(Petunjuk Tugas) Tuliskan lanjutan kisah pendakian Welirang Arjuno via Tretes di bawah ini, dimulai tepat setelah kalimat terakhirnya.

(Teks Pilihan)
_____

Tepat setelah shalat Ashar kami memulai pendakian. Saya dan Zafran berposisi sebagai sweeper. Lintasan awal pendakian adalah jalur makadam, batu-batu yg tersusun rapi. Perjalanan relatif lancar dan sesuai rencana hingga kami tiba di Pos I Pet Bocor 1 jam kemudian. Ada beberapa rombongan pendaki yg sedang beristirahat di Pos I, mereka dalam perjalanan turun. Kami pun bertegur sapa sekaligus mengisi bekal air. Setelah 15 menit beristirahat kami melanjutkan perjalanan, dan di mulailah penderitaan yg sesungguhnya. Jalur batu selebar 180-250cm yg kami lintasi seakan tidak berujung, refleksi model gini membuat beberapa dari kami mulai melambat dan drop, bahkan Septi yg baru pertama kali mendaki, beberapa kali muntah. Di tim ini memang hanya Septi yg belum punya pengalaman mendaki sedangkan yg lainnya paling tidak (yg saya tahu) minimal sudah pernah 3-4 kali mendaki. Dan memang resiko mendaki Welirang Arjuno via Tretes adalah jalur batunya yg tidak berujung....sebenarnya ada sih ujungnya, tapi di puncak Welirang...hehehe. Hingga waktu maghrib tiba, kami masih jauh dari Pos II, saya pun mulai terpikir untuk ubah strategi. Tidak mungkin untuk memaksakan naik hingga pos Pondokan dengan kondisi tim seperti ini---pikir saya. Dengan berjalan pelan dan sering istirahat akhirnya tim tiba di Pos II Kokopan pukul 19.45. Saya berembuk dengan Yudex, dan saya putuskan bahwa kami harus buka tenda disini. Pemulihan kondisi fisik tim menjadi prioritas utama saya, percuma memaksakan, hanya akan menimbulkan masalah baru nantinya. Kami lalu bergerak sesuai dengan tugas masing-masing. Saya, Zafran, Hendrik, Andika dan Risky membangun tenda, sisanya memasak makan malam. Pukul 21.00, 5 tenda selesai dibangun dan kami pun makan malam bersama. Cuaca sangat cerah dan gemerlap lampu di kawasan Tretes dan sekitarnya begitu indah. Di Pos II ini air juga sangat berlimpah.

_____

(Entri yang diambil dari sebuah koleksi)
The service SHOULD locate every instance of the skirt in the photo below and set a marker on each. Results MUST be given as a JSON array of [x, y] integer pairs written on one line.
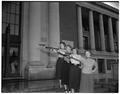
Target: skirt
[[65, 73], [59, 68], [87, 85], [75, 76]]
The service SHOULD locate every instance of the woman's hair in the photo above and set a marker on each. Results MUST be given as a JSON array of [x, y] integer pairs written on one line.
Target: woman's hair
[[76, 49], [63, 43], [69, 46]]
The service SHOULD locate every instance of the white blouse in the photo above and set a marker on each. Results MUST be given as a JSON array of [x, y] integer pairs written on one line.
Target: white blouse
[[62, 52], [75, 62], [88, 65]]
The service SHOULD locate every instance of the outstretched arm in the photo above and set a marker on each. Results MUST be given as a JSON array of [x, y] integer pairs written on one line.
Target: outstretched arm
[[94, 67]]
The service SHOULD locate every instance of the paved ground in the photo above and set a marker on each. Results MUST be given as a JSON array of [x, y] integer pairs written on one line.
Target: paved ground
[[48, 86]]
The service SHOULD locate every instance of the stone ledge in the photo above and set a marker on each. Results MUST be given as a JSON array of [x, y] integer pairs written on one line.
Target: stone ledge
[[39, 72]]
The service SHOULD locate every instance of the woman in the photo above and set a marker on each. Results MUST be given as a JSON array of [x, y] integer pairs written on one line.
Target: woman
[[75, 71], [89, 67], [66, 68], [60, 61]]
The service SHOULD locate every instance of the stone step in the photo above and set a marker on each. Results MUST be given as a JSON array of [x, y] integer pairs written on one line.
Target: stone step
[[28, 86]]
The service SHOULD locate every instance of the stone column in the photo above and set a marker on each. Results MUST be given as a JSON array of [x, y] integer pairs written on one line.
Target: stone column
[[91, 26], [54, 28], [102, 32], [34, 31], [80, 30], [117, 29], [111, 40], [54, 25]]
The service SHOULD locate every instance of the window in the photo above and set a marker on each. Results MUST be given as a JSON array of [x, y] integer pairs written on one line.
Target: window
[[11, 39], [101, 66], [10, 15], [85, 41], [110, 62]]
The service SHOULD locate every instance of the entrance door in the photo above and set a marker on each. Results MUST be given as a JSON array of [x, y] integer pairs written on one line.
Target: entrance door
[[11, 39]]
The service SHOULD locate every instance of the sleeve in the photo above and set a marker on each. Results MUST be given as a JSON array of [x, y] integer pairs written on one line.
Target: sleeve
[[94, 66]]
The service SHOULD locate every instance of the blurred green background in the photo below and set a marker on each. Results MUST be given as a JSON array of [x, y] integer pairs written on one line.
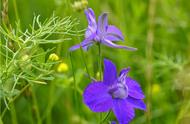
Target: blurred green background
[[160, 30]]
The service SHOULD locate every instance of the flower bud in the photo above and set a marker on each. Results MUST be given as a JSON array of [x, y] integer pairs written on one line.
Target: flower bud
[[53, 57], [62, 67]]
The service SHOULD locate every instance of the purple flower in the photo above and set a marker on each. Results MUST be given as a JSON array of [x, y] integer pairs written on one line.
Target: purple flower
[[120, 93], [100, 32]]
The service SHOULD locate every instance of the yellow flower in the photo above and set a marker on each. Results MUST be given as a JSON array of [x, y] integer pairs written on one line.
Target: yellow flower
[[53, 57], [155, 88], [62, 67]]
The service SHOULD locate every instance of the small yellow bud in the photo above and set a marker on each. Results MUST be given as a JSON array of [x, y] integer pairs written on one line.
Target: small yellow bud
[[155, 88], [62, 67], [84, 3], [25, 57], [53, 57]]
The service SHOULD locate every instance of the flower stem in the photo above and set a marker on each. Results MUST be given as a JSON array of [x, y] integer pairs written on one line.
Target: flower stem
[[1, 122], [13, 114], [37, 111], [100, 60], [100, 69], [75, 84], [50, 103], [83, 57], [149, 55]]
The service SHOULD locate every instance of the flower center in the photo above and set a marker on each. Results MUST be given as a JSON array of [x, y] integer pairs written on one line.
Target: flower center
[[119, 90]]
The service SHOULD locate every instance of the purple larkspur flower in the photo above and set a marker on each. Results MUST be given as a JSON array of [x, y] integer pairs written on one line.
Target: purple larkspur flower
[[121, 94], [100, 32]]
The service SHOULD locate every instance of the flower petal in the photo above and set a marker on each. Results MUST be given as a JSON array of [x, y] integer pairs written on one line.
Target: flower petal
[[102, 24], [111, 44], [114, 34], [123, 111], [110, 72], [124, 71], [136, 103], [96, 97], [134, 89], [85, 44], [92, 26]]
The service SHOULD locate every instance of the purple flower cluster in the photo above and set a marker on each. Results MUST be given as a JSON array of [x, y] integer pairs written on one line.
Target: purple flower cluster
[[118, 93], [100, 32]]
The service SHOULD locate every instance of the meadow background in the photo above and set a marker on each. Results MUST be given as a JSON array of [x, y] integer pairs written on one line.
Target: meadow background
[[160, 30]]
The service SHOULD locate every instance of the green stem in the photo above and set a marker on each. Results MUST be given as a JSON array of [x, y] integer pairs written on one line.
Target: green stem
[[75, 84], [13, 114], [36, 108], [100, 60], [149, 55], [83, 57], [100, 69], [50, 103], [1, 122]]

_____

(Jawaban Latihan)
Pukul 22.30 kami masuk ke dalam tenda untuk beristirahat dan tidur.


Tanggal 30 Maret 2015

Pukul 5.15 saya bangun dan mandi, yup, mandi di bawah suhu 15°C itu sesuatu banget. Jangan tanya kaya apa dinginnya. Tak lama rekan-rekan yg lain pun bangun. Sebagian memasak dan yg lain sibuk berkemas dan foto-foto. Semalam saya kurang selera makan, mungkin pengaruh masuk angin, sebaliknya saya minum banyak sekali. Menu kami pagi ini adalah nasi goreng dan Alhamdulillah saya cukup lahap makan. Selesai sarapan dan berkemas, pukul 8.15 kami angkat keril. Seperti biasa, sebelum memulai perjalanan saya melakukan briefing singkat. Setelah melihat kondisi anggota tim, realistis saja, misi kami menembus 4 puncak pupus sudah. Target berganti menjadi 2 puncak utama saja yaitu Arjuno dan Welirang. Saya terangkan pada teman-teman bahwa dengan berjalan santai, pos Pondokan bisa di capai dalam waktu 4 jam. Beristirahat makan siang 1 jam maka tim bisa summit Welirang untuk mendapatkan sunset.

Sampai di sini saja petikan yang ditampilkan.